▸ EXERCÍCIO 1:
Responda às perguntas abaixo com base no texto sobre o filme "O Sol".
(a) Em que mês e ano se concentra a ação do filme?
(b) Qual ator interpreta Hirohito?
(c) Quem faz o papel do general McArthur?

━━━ TEXTO DE ORIGEM

Mas a condição divina do imperador Hirohito impede que ele capitule diante de um mortal. É no momento desse impasse, em agosto de 1945, que o cineasta russo Aleksandr Sokúrov concentra a ação de "O Sol".
Os últimos dias antes da rendição são filmados por Sokúrov de forma lenta e hierática, no labirinto subterrâneo que era o bunker de Hirohito (interpretado como uma máscara imóvel pelo excelente Issey Ogata).
Enquanto o mundo desaba lá fora, Hirohito continua a se comportar como um ser quase decorativo. Move-se com gestos engomados, litúrgicos, e precisa de um lacaio até para se vestir. Antes de se encontrar com o general McArthur (Robert Dawson), comandante das forças de ocupação, não abre mão de acompanhar num laboratório o andamento de uma pesquisa científica. É um homem de outro tempo, ou fora do tempo.

━━━━━━
━━━ MATERIAL DO EXERCÍCIO

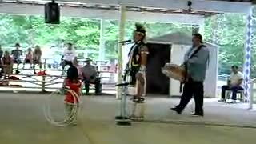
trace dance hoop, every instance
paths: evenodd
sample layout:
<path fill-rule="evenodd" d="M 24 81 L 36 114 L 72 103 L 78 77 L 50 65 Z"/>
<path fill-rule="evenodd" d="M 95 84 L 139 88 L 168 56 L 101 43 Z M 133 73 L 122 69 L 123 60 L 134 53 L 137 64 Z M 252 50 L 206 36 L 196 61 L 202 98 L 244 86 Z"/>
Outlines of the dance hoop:
<path fill-rule="evenodd" d="M 73 96 L 73 98 L 74 99 L 74 102 L 70 105 L 72 105 L 72 110 L 68 115 L 65 115 L 66 114 L 66 110 L 64 109 L 64 118 L 57 118 L 57 117 L 54 116 L 54 107 L 50 106 L 51 103 L 54 103 L 52 101 L 55 98 L 58 99 L 58 103 L 62 103 L 62 106 L 65 105 L 64 98 L 65 98 L 65 94 L 70 93 Z M 77 101 L 76 101 L 76 100 Z M 66 126 L 72 124 L 72 121 L 74 118 L 75 118 L 77 113 L 78 112 L 79 109 L 79 103 L 81 100 L 79 98 L 79 95 L 74 90 L 70 90 L 70 88 L 66 87 L 64 90 L 58 90 L 53 93 L 51 93 L 49 97 L 46 98 L 46 101 L 45 102 L 44 107 L 43 107 L 43 112 L 46 119 L 52 125 L 57 126 Z M 55 105 L 55 103 L 54 103 Z M 59 114 L 59 111 L 58 111 L 58 114 Z"/>

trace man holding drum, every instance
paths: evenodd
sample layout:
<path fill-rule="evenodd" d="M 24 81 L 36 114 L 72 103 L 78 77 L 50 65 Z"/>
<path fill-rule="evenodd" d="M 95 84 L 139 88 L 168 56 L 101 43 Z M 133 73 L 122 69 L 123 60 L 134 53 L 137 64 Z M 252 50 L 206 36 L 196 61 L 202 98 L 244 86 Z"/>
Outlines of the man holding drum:
<path fill-rule="evenodd" d="M 203 116 L 203 82 L 209 61 L 209 50 L 202 44 L 202 37 L 200 34 L 193 34 L 193 46 L 186 53 L 184 62 L 186 70 L 183 91 L 180 103 L 171 110 L 181 114 L 192 97 L 195 102 L 194 116 Z"/>

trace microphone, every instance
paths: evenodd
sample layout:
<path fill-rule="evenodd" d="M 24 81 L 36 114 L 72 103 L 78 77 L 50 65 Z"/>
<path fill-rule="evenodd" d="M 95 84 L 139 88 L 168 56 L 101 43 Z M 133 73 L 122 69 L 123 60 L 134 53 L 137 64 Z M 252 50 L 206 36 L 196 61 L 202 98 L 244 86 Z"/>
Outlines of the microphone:
<path fill-rule="evenodd" d="M 130 43 L 130 42 L 131 42 L 131 40 L 130 39 L 130 40 L 126 40 L 126 41 L 121 41 L 121 42 L 119 42 L 119 43 Z"/>

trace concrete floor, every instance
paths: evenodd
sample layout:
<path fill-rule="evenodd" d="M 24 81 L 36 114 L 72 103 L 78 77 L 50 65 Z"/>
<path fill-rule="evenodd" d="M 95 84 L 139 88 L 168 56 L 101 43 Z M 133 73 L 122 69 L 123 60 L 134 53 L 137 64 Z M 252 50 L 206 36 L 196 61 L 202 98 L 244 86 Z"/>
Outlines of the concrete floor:
<path fill-rule="evenodd" d="M 256 114 L 243 105 L 206 100 L 206 117 L 191 118 L 190 107 L 182 115 L 169 110 L 178 99 L 149 98 L 145 111 L 148 122 L 118 126 L 114 118 L 118 113 L 118 101 L 114 97 L 83 97 L 78 125 L 56 127 L 44 118 L 46 98 L 46 94 L 0 94 L 1 144 L 247 144 L 255 141 L 254 128 L 202 125 L 256 126 Z"/>

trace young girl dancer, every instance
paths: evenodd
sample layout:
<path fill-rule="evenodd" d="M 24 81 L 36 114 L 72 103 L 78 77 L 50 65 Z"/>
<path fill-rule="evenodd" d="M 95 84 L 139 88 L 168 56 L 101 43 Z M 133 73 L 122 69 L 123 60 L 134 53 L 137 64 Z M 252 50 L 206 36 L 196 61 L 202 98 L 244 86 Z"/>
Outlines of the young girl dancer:
<path fill-rule="evenodd" d="M 32 54 L 32 49 L 29 48 L 27 50 L 27 53 L 26 54 L 26 58 L 23 62 L 23 69 L 25 67 L 26 63 L 30 63 L 30 68 L 32 68 L 32 63 L 33 63 L 33 54 Z"/>
<path fill-rule="evenodd" d="M 5 78 L 9 78 L 10 74 L 13 73 L 13 60 L 7 50 L 5 51 L 2 59 L 2 68 L 3 69 Z"/>
<path fill-rule="evenodd" d="M 78 69 L 71 66 L 67 70 L 67 77 L 64 80 L 64 88 L 73 90 L 74 93 L 66 92 L 65 98 L 65 108 L 67 114 L 66 122 L 72 125 L 77 125 L 78 108 L 79 105 L 79 98 L 81 96 L 81 82 L 78 78 Z"/>

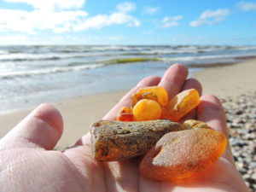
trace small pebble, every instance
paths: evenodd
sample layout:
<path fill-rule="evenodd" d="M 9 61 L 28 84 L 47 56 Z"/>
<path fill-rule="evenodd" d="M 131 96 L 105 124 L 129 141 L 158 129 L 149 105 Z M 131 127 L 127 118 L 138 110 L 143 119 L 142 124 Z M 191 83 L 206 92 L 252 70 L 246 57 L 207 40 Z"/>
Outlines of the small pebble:
<path fill-rule="evenodd" d="M 230 128 L 236 168 L 251 191 L 256 191 L 256 90 L 221 97 Z"/>

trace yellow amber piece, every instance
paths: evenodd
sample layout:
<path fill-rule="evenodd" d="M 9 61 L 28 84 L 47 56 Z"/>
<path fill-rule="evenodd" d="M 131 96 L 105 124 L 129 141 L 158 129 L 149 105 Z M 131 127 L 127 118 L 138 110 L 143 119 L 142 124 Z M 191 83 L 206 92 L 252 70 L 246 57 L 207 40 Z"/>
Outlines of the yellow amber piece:
<path fill-rule="evenodd" d="M 196 90 L 186 90 L 176 95 L 166 106 L 169 118 L 178 121 L 200 102 L 200 96 Z"/>
<path fill-rule="evenodd" d="M 154 92 L 137 92 L 132 95 L 131 108 L 142 99 L 150 99 L 157 102 L 157 96 Z"/>
<path fill-rule="evenodd" d="M 184 130 L 210 128 L 207 123 L 200 120 L 195 120 L 195 119 L 186 120 L 182 126 L 183 127 Z"/>
<path fill-rule="evenodd" d="M 133 114 L 131 108 L 122 107 L 117 113 L 116 120 L 119 121 L 133 121 Z"/>
<path fill-rule="evenodd" d="M 139 101 L 132 109 L 136 121 L 159 119 L 161 111 L 161 107 L 157 102 L 148 99 Z"/>
<path fill-rule="evenodd" d="M 137 91 L 137 93 L 153 92 L 157 96 L 157 102 L 162 106 L 166 106 L 169 102 L 168 93 L 163 87 L 151 86 L 143 87 Z"/>

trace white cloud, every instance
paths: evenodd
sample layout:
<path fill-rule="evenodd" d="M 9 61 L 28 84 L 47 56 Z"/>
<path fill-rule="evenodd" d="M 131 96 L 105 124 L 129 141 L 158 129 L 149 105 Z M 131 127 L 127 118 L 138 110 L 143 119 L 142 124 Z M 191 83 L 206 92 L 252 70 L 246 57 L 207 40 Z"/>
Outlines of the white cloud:
<path fill-rule="evenodd" d="M 25 3 L 37 9 L 60 10 L 80 9 L 85 0 L 4 0 L 9 3 Z"/>
<path fill-rule="evenodd" d="M 178 25 L 178 20 L 183 19 L 183 15 L 174 17 L 165 17 L 162 20 L 162 27 L 172 27 Z"/>
<path fill-rule="evenodd" d="M 154 14 L 158 13 L 159 10 L 160 10 L 159 7 L 148 7 L 148 8 L 144 9 L 143 14 L 145 14 L 145 15 L 154 15 Z"/>
<path fill-rule="evenodd" d="M 87 15 L 86 12 L 64 10 L 32 12 L 0 9 L 0 32 L 35 33 L 36 30 L 52 30 L 55 32 L 69 32 L 73 26 Z"/>
<path fill-rule="evenodd" d="M 129 13 L 136 9 L 136 4 L 130 2 L 124 2 L 116 6 L 119 12 Z"/>
<path fill-rule="evenodd" d="M 62 33 L 90 28 L 99 29 L 111 25 L 140 26 L 140 21 L 129 15 L 129 12 L 136 9 L 136 5 L 131 3 L 117 5 L 117 10 L 110 15 L 88 17 L 88 14 L 80 9 L 84 0 L 5 1 L 26 3 L 32 5 L 34 10 L 0 9 L 0 32 L 36 33 L 40 30 L 50 30 L 55 33 Z"/>
<path fill-rule="evenodd" d="M 152 30 L 148 30 L 148 31 L 144 31 L 143 32 L 143 35 L 148 35 L 148 34 L 152 34 L 154 33 L 154 32 Z"/>
<path fill-rule="evenodd" d="M 227 9 L 217 9 L 215 11 L 206 10 L 199 17 L 198 20 L 193 20 L 189 23 L 190 26 L 199 26 L 202 25 L 214 25 L 225 19 L 230 15 Z"/>
<path fill-rule="evenodd" d="M 111 41 L 120 41 L 124 38 L 123 36 L 113 36 L 109 38 L 109 40 Z"/>
<path fill-rule="evenodd" d="M 242 11 L 256 10 L 256 3 L 253 2 L 239 2 L 236 6 Z"/>
<path fill-rule="evenodd" d="M 96 16 L 88 18 L 83 22 L 76 25 L 73 30 L 83 31 L 90 28 L 100 29 L 104 26 L 112 25 L 126 24 L 129 26 L 139 26 L 140 21 L 131 15 L 129 12 L 134 10 L 136 6 L 131 3 L 123 3 L 117 5 L 117 11 L 111 15 L 98 15 Z"/>

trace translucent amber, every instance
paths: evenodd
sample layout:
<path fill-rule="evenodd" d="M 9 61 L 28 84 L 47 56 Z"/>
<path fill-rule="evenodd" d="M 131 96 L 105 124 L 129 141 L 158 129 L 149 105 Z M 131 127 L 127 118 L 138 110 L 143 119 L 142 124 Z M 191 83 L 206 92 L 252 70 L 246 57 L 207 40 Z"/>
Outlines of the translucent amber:
<path fill-rule="evenodd" d="M 132 113 L 136 121 L 159 119 L 161 106 L 155 101 L 143 99 L 133 108 Z"/>
<path fill-rule="evenodd" d="M 133 114 L 132 113 L 123 113 L 117 115 L 116 118 L 119 121 L 133 121 Z"/>
<path fill-rule="evenodd" d="M 123 107 L 118 111 L 116 119 L 119 121 L 133 121 L 133 114 L 131 108 Z"/>
<path fill-rule="evenodd" d="M 210 128 L 205 122 L 195 119 L 189 119 L 183 123 L 183 128 L 186 130 L 196 128 Z"/>
<path fill-rule="evenodd" d="M 127 107 L 122 107 L 119 111 L 118 113 L 131 113 L 131 109 Z"/>
<path fill-rule="evenodd" d="M 159 181 L 195 177 L 218 160 L 226 145 L 224 134 L 212 129 L 166 133 L 143 157 L 139 170 L 145 177 Z"/>
<path fill-rule="evenodd" d="M 200 96 L 196 90 L 186 90 L 175 96 L 166 106 L 169 118 L 172 121 L 178 121 L 200 102 Z"/>
<path fill-rule="evenodd" d="M 166 106 L 169 102 L 168 93 L 163 87 L 151 86 L 143 87 L 137 91 L 137 93 L 153 92 L 157 96 L 157 102 L 162 106 Z"/>
<path fill-rule="evenodd" d="M 150 99 L 157 102 L 157 96 L 154 92 L 137 92 L 132 96 L 131 108 L 142 99 Z"/>

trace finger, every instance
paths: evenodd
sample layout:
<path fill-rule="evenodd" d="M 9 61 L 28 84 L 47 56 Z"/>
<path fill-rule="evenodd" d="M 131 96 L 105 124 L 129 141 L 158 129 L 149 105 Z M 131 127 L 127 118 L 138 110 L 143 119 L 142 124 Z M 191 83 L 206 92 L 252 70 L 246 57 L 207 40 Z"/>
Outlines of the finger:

━━━━━━

▸ EXERCÍCIO 2: Transcreva sem nenhuma alteração as linhas da listagem que começam na linha que contém "trace finger, every instance" e terminam no fim da listagem, incluindo as duas extremidades.

▸ RESPOSTA ESPERADA 1:
(a) Em agosto de 1945.
(b) Issey Ogata.
(c) Robert Dawson.

▸ RESPOSTA ESPERADA 2:
trace finger, every instance
paths: evenodd
sample layout:
<path fill-rule="evenodd" d="M 9 61 L 28 84 L 47 56 Z"/>
<path fill-rule="evenodd" d="M 131 96 L 105 124 L 129 141 L 158 129 L 149 105 Z M 131 127 L 127 118 L 138 110 L 143 119 L 142 124 Z M 191 83 L 206 92 L 252 70 L 246 57 L 207 40 Z"/>
Outlines of the finger:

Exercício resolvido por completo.